Records for identifying positions:

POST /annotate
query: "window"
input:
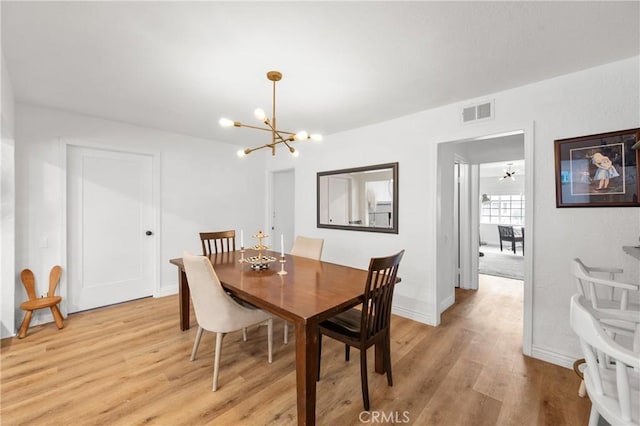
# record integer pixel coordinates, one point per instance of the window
(503, 210)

# EXERCISE OBJECTIVE
Copy out all of the material above word for word, omitting the pictures.

# TASK OUTPUT
POST /annotate
query: "window"
input:
# record integer pixel coordinates, one point per instance of the window
(503, 210)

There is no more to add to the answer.